BEGIN Data for the task
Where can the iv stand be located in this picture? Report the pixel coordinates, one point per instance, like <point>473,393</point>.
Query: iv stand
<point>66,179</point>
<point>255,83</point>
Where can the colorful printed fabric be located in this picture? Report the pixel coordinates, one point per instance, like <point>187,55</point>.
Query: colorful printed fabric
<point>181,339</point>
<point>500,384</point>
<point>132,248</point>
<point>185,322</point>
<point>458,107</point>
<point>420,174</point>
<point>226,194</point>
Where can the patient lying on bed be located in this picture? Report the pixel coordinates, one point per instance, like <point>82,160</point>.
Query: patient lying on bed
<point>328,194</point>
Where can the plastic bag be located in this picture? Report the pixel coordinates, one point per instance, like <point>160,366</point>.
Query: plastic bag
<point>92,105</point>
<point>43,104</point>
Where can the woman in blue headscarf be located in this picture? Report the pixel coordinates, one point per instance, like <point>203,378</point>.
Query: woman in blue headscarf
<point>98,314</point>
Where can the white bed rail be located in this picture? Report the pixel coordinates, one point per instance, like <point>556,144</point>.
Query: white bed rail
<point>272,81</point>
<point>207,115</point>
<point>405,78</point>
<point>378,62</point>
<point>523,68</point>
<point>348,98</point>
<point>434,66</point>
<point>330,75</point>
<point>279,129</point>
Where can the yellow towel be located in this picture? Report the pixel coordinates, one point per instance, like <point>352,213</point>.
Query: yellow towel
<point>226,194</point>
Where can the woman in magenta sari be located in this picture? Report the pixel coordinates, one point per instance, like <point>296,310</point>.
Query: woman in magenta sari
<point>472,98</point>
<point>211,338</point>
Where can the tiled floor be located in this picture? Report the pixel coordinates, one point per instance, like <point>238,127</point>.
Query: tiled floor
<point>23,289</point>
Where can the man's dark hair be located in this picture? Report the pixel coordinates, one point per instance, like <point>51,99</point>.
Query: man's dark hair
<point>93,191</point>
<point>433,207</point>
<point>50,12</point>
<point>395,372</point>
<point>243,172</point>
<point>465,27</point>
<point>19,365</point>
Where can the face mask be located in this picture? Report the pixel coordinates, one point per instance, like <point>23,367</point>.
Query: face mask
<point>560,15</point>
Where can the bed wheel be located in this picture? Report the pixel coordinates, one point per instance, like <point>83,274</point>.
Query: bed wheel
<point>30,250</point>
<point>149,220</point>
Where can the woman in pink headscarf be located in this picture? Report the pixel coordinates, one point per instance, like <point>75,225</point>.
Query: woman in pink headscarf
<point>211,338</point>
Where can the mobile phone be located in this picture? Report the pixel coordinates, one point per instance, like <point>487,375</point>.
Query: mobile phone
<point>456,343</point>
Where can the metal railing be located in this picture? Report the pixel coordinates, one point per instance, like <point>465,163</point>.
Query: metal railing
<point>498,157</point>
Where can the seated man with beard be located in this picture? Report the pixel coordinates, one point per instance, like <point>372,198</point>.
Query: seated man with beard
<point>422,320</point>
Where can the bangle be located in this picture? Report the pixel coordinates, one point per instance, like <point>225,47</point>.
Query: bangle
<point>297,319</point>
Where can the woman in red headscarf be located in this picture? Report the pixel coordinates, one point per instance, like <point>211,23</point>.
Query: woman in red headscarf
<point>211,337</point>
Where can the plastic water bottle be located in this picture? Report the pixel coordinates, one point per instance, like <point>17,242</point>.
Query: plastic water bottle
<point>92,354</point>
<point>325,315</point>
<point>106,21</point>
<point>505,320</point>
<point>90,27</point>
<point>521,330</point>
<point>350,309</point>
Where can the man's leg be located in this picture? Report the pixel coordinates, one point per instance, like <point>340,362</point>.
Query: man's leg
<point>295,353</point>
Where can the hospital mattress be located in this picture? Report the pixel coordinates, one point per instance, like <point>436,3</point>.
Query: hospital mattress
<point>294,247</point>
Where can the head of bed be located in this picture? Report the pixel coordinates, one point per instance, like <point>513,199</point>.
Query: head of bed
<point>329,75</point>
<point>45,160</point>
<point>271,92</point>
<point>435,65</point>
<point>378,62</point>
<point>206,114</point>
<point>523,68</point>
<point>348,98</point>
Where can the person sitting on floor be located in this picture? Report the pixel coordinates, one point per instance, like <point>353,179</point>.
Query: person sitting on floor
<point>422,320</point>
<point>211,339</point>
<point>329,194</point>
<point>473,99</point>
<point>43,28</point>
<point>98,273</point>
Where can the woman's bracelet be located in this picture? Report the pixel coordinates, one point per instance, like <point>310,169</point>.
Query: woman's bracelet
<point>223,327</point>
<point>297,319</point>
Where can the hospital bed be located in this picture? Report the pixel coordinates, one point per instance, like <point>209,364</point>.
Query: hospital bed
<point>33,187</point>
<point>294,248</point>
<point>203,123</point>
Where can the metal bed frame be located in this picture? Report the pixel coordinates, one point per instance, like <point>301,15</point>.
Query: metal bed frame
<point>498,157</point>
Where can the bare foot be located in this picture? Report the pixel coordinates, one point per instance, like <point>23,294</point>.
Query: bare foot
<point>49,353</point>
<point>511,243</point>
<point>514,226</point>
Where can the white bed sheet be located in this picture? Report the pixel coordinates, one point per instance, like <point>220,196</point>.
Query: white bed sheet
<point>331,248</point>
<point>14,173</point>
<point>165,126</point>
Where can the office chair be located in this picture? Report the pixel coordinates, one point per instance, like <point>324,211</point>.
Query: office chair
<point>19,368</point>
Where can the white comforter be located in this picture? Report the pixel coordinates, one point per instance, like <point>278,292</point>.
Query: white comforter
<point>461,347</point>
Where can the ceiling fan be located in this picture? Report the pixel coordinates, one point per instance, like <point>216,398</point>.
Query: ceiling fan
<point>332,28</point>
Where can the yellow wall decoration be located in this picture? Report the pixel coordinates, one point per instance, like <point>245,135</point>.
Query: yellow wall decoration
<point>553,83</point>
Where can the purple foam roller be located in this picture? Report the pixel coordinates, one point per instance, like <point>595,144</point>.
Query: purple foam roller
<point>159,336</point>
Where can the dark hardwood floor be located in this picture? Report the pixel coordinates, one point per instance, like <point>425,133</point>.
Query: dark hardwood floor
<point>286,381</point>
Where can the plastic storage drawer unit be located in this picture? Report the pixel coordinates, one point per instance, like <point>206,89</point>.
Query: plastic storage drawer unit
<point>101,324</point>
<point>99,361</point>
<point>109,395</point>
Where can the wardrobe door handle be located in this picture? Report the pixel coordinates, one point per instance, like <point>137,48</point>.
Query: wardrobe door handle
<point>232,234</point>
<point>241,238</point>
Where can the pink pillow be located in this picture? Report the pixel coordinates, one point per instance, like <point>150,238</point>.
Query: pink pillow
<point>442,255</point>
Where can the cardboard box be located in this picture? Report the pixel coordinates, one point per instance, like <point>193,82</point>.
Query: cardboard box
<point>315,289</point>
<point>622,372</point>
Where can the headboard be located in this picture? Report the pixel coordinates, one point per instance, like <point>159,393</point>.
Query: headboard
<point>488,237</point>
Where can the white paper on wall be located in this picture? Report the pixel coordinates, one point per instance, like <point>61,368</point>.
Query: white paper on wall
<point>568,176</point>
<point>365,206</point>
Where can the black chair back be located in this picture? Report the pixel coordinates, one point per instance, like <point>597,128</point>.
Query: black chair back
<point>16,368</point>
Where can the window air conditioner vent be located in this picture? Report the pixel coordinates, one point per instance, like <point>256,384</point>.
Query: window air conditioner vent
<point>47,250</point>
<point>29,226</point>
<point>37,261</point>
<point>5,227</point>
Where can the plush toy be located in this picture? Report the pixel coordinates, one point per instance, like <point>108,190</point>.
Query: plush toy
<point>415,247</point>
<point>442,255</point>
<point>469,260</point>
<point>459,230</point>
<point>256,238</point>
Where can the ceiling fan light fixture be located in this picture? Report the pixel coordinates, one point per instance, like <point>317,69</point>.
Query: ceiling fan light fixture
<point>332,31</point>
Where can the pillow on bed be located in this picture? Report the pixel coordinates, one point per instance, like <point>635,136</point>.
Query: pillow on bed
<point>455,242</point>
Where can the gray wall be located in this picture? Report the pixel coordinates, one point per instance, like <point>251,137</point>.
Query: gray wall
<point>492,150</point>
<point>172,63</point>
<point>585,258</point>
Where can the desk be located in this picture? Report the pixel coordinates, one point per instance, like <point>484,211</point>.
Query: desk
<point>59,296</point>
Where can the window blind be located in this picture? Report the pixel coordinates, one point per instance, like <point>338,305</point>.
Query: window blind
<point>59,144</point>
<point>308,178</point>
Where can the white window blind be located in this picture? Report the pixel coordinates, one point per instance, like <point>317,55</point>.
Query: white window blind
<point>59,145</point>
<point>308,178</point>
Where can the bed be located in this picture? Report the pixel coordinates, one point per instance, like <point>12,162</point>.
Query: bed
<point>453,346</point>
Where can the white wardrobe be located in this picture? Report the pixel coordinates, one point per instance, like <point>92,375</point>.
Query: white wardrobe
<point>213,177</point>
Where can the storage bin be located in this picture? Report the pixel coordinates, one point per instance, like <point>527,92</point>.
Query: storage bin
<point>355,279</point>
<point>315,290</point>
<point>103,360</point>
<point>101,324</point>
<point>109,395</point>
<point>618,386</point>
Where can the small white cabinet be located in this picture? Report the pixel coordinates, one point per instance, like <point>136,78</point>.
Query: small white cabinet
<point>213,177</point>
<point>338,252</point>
END Data for the task
# About this exercise
Every line above from the line with "Where can the dark" to the line with "Where can the wardrobe", inclusive, must be returned exactly; no other line belongs in the reply.

# Result below
Where can the dark hardwood floor be located in this picture? Report the pixel coordinates, one point per instance, like <point>425,133</point>.
Query: dark hardwood floor
<point>286,381</point>
Where can the plastic storage drawer unit be located in this picture? Report the pixel coordinates, one point per instance, like <point>206,89</point>.
Query: plastic storage drawer unit
<point>101,324</point>
<point>99,361</point>
<point>109,395</point>
Where can the wardrobe door handle be located in this picture? Report the pixel coordinates, one point per instance, like <point>137,48</point>.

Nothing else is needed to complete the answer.